__Selected extract__.
------------------------------------

Setting The Client’s Expectations On Social Media
Following up on my previous post The Problem With Social Media Marketing” I thought about how to fix the problem of clients expecting more than they should from Social Media and what agencies need to do about better marketing their services.
To execute an awesome Social Media strategy you not only need to understand the client but the client also needs to understand what they’re buying and the impact it can make. Guiding them through the many uses of Social Media (from spamming to revolutions) and crafting a custom approach for them will help create more honest and organic results.
Understanding How Social Media Should Be Used
To better understand how Social Media can be used for your client, you need to get a grip on what you’re pitching. Some agencies make the mistake of selling Social Media as just a medium. If you’re a client to one of these agencies, you might have been proposed something like “We offer Twitter and Facebook updates, content submission to popular social networks and some form of community building.” While that’s not exactly the wrong approach to pitch a client on Social Media, it’s far from the best. This approach is totally void of content and lacks a unique approach. The strategy you create and pitch to a restaurant would be wildly different than one for a band or a corporate figurehead.
Another pitfall agencies stumble in to is not properly explaining the advantages and disadvantages of Social Media. The best analogy for Social Media is putting a huge megaphone to your client. If what they have to say is truly interesting, people will listen amidst the noise. If your client’s product or message is revolting you run the risk of angering people and dismissing the both of you.

------------------------------------

__Things to do__.
(1) Write out the records word for word, starting at their first line and ending at the line that contains "87,152,270,394".
(2) Continue the article about setting client expectations on social media from the point where it stops.
The text and the records have nothing to do with each other.

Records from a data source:

------------------------------------

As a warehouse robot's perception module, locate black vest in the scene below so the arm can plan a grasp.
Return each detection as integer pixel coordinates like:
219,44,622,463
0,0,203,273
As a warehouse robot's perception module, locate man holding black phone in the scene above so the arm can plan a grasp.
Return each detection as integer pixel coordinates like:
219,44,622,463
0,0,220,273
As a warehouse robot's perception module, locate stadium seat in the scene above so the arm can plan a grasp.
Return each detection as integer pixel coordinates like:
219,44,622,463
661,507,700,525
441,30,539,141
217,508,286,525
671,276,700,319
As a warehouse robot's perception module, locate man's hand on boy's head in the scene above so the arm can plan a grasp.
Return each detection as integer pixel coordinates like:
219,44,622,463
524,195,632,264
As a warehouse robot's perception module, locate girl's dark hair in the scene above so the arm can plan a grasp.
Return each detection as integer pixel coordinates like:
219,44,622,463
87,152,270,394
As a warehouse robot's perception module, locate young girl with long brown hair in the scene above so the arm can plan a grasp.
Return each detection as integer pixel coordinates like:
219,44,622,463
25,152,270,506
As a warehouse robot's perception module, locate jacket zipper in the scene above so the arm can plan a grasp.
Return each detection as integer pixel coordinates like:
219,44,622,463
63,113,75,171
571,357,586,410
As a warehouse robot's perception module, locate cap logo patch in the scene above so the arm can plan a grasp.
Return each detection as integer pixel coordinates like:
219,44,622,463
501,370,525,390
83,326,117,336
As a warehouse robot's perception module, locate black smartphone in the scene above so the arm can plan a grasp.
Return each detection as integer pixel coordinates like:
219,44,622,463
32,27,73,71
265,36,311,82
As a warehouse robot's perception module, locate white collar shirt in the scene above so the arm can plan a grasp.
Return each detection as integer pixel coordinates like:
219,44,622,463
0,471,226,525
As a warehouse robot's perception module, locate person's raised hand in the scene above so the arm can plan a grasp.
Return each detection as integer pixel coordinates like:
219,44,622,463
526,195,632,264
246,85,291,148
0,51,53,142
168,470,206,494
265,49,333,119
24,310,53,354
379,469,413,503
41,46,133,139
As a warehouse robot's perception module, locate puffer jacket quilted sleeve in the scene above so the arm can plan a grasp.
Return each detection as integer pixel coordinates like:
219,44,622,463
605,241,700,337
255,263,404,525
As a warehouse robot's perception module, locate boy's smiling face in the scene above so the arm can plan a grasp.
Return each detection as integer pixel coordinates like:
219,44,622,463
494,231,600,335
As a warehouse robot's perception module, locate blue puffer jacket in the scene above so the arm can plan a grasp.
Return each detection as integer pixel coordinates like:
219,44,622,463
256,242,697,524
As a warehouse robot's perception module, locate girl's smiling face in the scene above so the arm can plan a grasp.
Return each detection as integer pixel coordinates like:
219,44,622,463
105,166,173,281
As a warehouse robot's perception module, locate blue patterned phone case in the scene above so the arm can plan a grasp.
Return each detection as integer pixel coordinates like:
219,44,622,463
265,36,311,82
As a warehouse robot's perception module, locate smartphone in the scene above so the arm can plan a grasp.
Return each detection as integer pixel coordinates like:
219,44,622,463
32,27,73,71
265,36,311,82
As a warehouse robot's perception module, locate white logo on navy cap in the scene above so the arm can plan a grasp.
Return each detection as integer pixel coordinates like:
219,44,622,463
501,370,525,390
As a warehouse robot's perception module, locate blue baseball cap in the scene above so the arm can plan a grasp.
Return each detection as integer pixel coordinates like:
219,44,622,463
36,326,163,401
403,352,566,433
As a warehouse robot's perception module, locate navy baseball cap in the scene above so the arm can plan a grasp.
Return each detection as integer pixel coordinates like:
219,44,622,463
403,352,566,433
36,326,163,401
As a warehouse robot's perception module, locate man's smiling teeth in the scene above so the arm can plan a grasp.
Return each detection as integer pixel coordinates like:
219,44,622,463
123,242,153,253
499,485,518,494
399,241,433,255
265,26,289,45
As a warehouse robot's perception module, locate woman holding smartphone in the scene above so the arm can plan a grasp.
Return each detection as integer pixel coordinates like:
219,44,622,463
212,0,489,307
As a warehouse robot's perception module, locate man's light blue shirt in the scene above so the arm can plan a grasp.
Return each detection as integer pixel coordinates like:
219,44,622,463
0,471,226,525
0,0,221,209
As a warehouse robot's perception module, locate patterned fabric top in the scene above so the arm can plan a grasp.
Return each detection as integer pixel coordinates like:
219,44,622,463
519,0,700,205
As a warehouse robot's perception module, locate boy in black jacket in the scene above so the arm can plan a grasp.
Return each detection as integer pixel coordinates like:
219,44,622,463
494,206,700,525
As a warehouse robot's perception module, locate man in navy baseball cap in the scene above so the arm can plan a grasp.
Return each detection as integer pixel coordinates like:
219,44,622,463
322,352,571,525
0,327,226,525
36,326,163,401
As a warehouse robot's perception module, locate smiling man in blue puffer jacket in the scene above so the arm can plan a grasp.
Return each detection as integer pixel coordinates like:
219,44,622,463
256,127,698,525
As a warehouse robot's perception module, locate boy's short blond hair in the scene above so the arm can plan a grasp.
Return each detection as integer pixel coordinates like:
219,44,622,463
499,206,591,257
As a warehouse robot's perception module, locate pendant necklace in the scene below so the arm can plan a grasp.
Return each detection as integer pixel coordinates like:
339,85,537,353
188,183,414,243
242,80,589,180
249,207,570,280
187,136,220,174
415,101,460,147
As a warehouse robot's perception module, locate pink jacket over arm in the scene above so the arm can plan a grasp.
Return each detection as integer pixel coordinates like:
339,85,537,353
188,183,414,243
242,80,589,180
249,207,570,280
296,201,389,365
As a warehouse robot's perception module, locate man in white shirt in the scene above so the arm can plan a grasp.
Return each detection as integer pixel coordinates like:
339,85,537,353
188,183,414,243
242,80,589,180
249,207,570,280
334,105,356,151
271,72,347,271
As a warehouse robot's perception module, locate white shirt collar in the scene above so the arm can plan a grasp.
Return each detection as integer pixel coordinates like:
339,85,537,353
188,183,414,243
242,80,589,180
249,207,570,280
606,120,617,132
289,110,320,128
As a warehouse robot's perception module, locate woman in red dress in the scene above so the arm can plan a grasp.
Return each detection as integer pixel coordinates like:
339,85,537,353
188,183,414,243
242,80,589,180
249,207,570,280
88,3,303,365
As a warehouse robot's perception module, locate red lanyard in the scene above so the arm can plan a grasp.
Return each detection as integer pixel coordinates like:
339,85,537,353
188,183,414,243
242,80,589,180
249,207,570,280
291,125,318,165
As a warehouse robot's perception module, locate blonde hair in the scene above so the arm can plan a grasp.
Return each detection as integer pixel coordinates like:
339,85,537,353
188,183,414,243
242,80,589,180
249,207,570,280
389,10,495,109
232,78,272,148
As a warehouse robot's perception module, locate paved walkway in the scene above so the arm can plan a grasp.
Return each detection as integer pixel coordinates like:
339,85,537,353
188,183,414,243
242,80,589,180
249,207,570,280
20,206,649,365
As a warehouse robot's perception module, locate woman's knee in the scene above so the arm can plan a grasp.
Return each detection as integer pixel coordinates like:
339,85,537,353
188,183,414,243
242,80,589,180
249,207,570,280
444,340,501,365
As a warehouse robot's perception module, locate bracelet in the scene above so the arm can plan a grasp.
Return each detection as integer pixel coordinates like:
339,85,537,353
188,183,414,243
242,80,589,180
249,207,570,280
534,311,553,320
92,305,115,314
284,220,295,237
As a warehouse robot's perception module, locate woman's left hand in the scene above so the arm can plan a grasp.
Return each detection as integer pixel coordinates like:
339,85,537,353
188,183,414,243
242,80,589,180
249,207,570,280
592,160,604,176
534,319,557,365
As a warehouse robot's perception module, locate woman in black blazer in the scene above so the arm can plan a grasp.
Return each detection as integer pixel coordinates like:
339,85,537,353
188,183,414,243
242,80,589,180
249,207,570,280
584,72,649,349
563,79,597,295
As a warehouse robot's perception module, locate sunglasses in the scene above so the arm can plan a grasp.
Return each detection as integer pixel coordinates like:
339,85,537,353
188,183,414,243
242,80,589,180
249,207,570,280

------------------------------------

__The replies__.
(1)
As a warehouse robot's perception module, locate black vest in the scene below so the arm can plan a grasp.
Return each detection as integer pixel coordinates like:
219,44,622,463
0,0,203,273
As a warehouse robot's perception module, locate man holding black phone in the scene above so the arm can plan a grasp.
Return each detection as integer pixel coordinates like:
219,44,622,463
0,0,220,273
As a warehouse robot's perception module, locate stadium seat in the scene above so the arm can plan a grasp.
Return each detection as integer pixel coordinates like:
219,44,622,463
661,507,700,525
441,30,539,141
217,508,286,525
671,276,700,319
As a warehouse robot's perception module, locate man's hand on boy's head in the scene above so the arm can plan a grasp.
Return each detection as integer pixel coordinates like:
219,44,622,463
524,195,632,264
As a warehouse robot's perception module, locate girl's dark hair in the scene above so the arm can plan a grasp.
Return each detection as integer pixel coordinates like:
219,44,622,463
87,152,270,394

(2)
Being frank and upfront to yourself and your client about their brand’s perception online will be impacted (for better or for worse) is one of the most honest things you can do.
Take A Custom Approach
The beauty of working with Social Media is the many approaches you can take when working with a client. Everyone has a different message, you should never, ever offer a cookie cutter approach. Doing so is a disservice to your client and limits the creative power you have while casting you in a bad light for future clients. There are many details you have to keep in mind such as the tone of the client’s message, how they want to be portrayed online, what’s the best demographic to interact with and what kind of content should be created.
If I’m creating a Social Media battle plan for a heavy metal band, I’m not going to bother submitting content to Social Networks that prefer more pop friendly artists and I wouldn’t care so much about Blog posts when managing a YouTube channel with music videos, interviews and live footage is much more important. Alternatively, working with a local business limits my social outreach to networks and Blogs that focus on the area the client is based in.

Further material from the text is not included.